What you should do:
For the records below, reproduce exactly the line that contains "If any spider is" and all subsequent lines, with nothing left out and nothing added.

Materials provided:
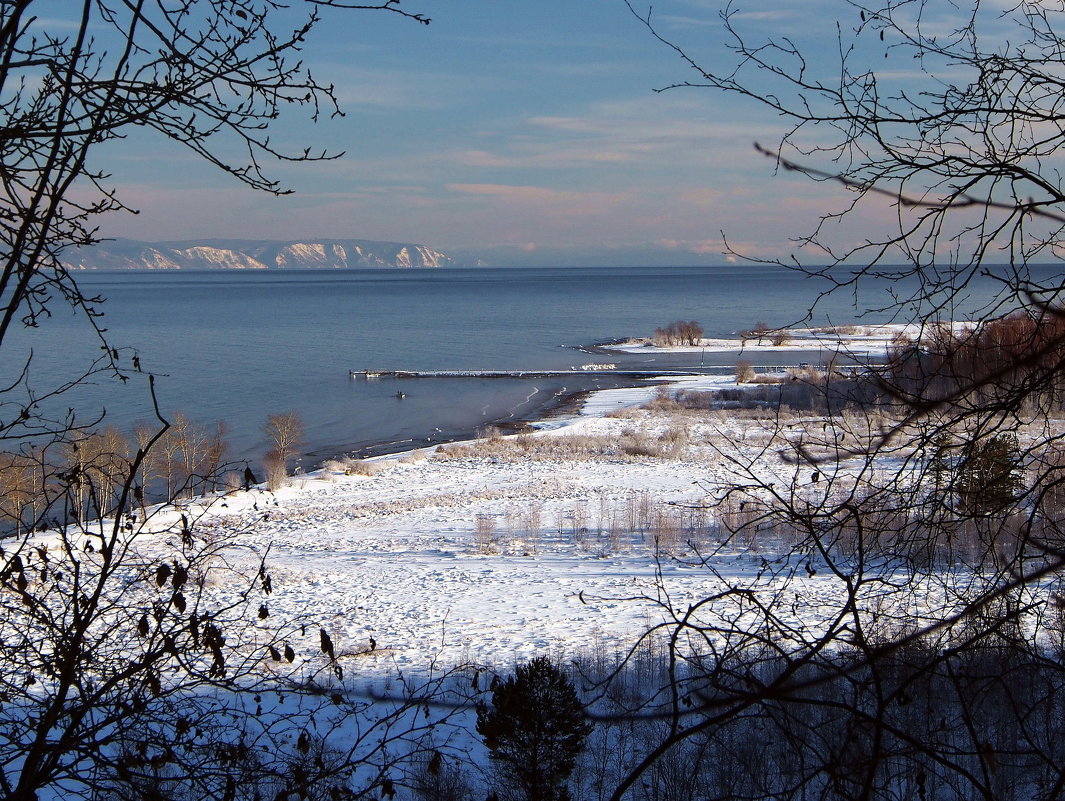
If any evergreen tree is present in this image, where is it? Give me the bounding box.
[956,433,1023,516]
[476,657,593,801]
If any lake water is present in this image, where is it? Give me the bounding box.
[3,264,1037,466]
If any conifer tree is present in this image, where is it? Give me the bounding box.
[956,433,1023,516]
[476,656,592,801]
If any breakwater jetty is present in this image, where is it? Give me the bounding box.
[350,368,686,380]
[348,366,807,380]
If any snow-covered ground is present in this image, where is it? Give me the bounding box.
[14,324,1062,801]
[143,377,760,670]
[602,321,974,358]
[117,367,975,676]
[110,323,1042,677]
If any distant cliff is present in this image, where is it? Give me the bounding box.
[63,238,456,270]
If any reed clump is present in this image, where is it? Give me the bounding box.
[435,427,694,463]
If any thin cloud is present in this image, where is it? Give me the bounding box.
[452,150,515,168]
[655,14,721,28]
[657,238,728,255]
[728,10,802,21]
[446,183,629,207]
[323,65,500,110]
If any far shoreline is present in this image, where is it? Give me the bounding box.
[298,321,921,468]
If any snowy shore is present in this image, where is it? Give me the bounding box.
[130,397,876,673]
[598,321,945,357]
[141,376,752,670]
[128,321,1005,674]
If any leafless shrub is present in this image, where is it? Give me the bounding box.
[735,359,755,383]
[263,450,287,492]
[1043,591,1065,660]
[653,320,704,346]
[221,470,243,492]
[475,513,496,554]
[608,511,626,554]
[891,330,914,348]
[571,500,590,543]
[477,425,505,441]
[671,390,717,410]
[263,411,305,478]
[741,321,773,343]
[503,506,520,549]
[408,752,473,801]
[826,324,863,335]
[650,507,683,553]
[624,490,655,536]
[657,424,690,452]
[523,503,543,555]
[618,431,665,458]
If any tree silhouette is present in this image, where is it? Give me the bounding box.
[956,433,1023,517]
[0,3,449,799]
[477,657,593,801]
[604,1,1065,799]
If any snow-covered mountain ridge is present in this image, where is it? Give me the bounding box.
[63,238,455,270]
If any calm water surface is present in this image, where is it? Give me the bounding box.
[4,264,1034,465]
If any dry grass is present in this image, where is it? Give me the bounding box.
[435,433,611,461]
[345,459,379,476]
[640,388,683,412]
[618,430,664,458]
[450,488,725,559]
[285,478,574,524]
[435,425,697,463]
[604,405,646,419]
[320,457,380,477]
[617,424,689,458]
[785,367,822,383]
[750,373,789,385]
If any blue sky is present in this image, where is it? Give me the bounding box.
[91,1,897,264]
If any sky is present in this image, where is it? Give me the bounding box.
[80,0,947,265]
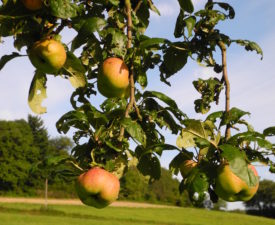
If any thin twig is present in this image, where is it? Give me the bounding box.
[69,161,84,171]
[134,0,143,13]
[218,41,231,140]
[170,44,187,51]
[134,101,142,121]
[55,20,70,35]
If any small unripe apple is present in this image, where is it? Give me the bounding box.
[180,160,197,178]
[75,167,120,208]
[97,57,130,98]
[28,38,67,74]
[215,164,259,202]
[21,0,43,10]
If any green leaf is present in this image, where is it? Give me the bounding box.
[184,16,196,37]
[193,78,223,114]
[139,143,179,158]
[49,0,79,19]
[140,38,166,49]
[169,151,193,175]
[178,0,194,13]
[270,165,275,173]
[216,2,235,19]
[137,154,161,180]
[143,91,178,109]
[28,71,47,114]
[102,28,127,57]
[156,110,181,134]
[109,0,120,6]
[206,111,223,123]
[136,71,147,89]
[176,130,196,148]
[221,107,250,126]
[121,118,146,147]
[106,141,122,152]
[71,17,106,51]
[263,126,275,137]
[174,10,185,38]
[219,144,258,187]
[148,1,160,15]
[228,131,273,150]
[0,52,22,71]
[160,45,188,80]
[63,52,87,88]
[56,110,89,134]
[136,2,150,30]
[182,119,217,148]
[184,168,209,206]
[233,39,263,60]
[44,155,70,167]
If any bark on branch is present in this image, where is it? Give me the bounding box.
[119,0,137,140]
[218,41,231,140]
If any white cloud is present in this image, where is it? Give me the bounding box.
[150,0,178,19]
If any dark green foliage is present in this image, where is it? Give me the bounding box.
[27,115,49,160]
[0,119,39,193]
[193,78,223,114]
[0,52,23,71]
[245,180,275,218]
[0,117,75,197]
[120,166,192,207]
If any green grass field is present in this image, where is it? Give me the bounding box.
[0,202,274,225]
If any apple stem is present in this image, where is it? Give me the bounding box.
[218,41,231,140]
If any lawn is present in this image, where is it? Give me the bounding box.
[0,202,274,225]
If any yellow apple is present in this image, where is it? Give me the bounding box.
[97,57,130,98]
[28,38,67,74]
[215,164,259,202]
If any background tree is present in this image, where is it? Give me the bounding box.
[27,114,50,188]
[0,119,40,194]
[244,180,275,218]
[0,117,75,198]
[120,166,192,207]
[28,115,74,206]
[27,114,49,155]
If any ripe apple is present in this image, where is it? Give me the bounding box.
[180,160,197,178]
[75,167,120,208]
[215,164,259,202]
[97,57,130,98]
[28,38,67,74]
[21,0,43,10]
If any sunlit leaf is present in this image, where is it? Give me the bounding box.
[0,52,22,71]
[121,118,146,147]
[63,52,87,88]
[28,71,47,114]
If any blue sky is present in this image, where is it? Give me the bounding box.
[0,0,274,207]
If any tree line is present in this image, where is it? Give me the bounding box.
[0,115,75,197]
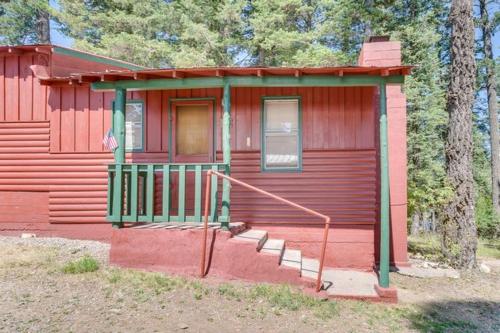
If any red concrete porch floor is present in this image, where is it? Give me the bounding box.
[109,222,397,303]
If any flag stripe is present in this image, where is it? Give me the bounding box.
[103,129,118,151]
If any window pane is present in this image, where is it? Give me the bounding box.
[265,100,298,132]
[265,134,298,168]
[125,103,143,150]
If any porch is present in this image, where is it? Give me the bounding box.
[88,66,410,293]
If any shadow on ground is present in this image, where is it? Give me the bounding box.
[407,300,500,333]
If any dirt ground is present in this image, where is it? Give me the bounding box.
[0,236,499,333]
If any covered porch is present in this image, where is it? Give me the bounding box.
[87,66,410,290]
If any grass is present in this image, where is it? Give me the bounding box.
[62,255,99,274]
[477,238,500,259]
[218,283,338,319]
[103,269,338,319]
[408,233,500,260]
[2,239,498,332]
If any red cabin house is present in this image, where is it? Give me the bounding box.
[0,39,410,301]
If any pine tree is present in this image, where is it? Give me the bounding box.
[364,0,452,233]
[54,0,176,67]
[442,0,477,269]
[243,0,349,66]
[478,0,500,216]
[0,0,51,45]
[54,0,247,68]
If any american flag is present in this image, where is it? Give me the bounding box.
[103,129,118,151]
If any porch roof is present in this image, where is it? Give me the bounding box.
[34,65,413,90]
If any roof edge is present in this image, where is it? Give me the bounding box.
[0,44,148,71]
[51,46,148,71]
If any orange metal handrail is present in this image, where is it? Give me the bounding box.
[200,170,331,293]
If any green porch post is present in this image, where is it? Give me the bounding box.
[220,80,231,228]
[112,87,126,228]
[379,83,390,288]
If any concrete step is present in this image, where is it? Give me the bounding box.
[300,257,378,296]
[323,269,378,297]
[281,248,301,270]
[233,229,268,250]
[301,257,320,279]
[261,239,285,257]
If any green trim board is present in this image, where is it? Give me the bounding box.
[111,99,145,152]
[92,75,405,91]
[220,81,231,227]
[260,96,303,172]
[53,46,146,70]
[378,83,390,288]
[167,97,217,163]
[113,88,126,165]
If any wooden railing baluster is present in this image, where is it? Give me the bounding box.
[112,164,123,227]
[130,164,139,221]
[162,164,170,221]
[178,165,186,221]
[210,165,218,222]
[146,164,154,221]
[194,165,202,222]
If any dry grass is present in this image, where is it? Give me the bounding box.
[408,234,500,260]
[1,237,499,332]
[0,243,57,269]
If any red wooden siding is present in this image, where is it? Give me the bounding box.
[1,84,378,228]
[1,86,377,227]
[226,149,377,225]
[0,192,49,224]
[0,121,107,224]
[0,55,48,122]
[230,87,376,151]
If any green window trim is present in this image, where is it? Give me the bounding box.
[261,96,303,172]
[112,99,145,152]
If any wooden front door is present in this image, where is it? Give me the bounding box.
[170,100,214,218]
[171,100,214,163]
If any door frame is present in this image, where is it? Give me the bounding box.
[168,97,217,163]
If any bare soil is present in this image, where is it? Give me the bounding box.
[0,236,499,333]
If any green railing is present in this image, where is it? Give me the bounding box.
[107,163,229,226]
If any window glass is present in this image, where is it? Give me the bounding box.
[125,102,143,150]
[265,100,299,131]
[263,99,300,170]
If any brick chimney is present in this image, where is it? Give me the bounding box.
[359,36,409,267]
[358,36,402,66]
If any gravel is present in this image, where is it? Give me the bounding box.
[0,235,110,263]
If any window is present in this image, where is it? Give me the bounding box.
[112,100,144,151]
[262,98,301,171]
[124,101,144,151]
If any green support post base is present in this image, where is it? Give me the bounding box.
[219,215,230,230]
[112,222,124,229]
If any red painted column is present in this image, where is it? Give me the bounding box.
[358,39,409,267]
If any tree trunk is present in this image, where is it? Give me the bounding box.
[480,0,500,215]
[411,212,421,235]
[258,47,265,66]
[364,0,373,36]
[431,210,437,232]
[36,7,51,44]
[442,0,477,269]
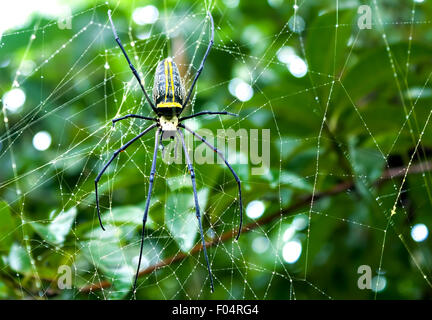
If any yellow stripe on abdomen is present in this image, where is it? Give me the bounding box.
[164,59,169,102]
[168,60,175,102]
[157,102,182,108]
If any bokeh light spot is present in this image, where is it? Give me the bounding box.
[411,223,428,242]
[282,240,302,264]
[132,5,159,25]
[2,88,26,113]
[32,131,52,151]
[246,200,265,219]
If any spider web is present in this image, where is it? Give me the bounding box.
[0,0,432,300]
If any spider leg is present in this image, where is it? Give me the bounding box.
[177,129,215,293]
[179,124,243,240]
[107,10,157,114]
[180,12,214,112]
[133,128,161,298]
[179,111,238,122]
[95,123,157,231]
[112,114,157,127]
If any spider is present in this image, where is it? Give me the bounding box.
[94,10,243,296]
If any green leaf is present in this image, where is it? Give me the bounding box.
[0,202,15,252]
[339,43,432,105]
[277,137,303,160]
[81,235,133,299]
[102,204,156,229]
[30,207,77,246]
[166,175,192,191]
[8,243,31,274]
[165,189,209,252]
[306,9,356,99]
[278,171,313,192]
[348,137,386,198]
[0,281,9,299]
[81,227,160,299]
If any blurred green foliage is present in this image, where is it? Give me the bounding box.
[0,0,432,299]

Task answer:
If any spider is present in this image, where is it? Give me the bounding box.
[94,10,243,296]
If any green leaf is present in this image, where is it? Give me the bounding box.
[0,202,15,252]
[339,43,432,105]
[277,137,303,160]
[81,235,133,299]
[102,204,156,229]
[30,207,77,246]
[166,175,192,191]
[8,243,31,274]
[165,189,209,252]
[306,9,356,99]
[278,171,313,192]
[348,137,386,198]
[0,281,9,299]
[81,227,160,299]
If any blurred green foliage is present in this image, where is it? Give me the bounding box.
[0,0,432,299]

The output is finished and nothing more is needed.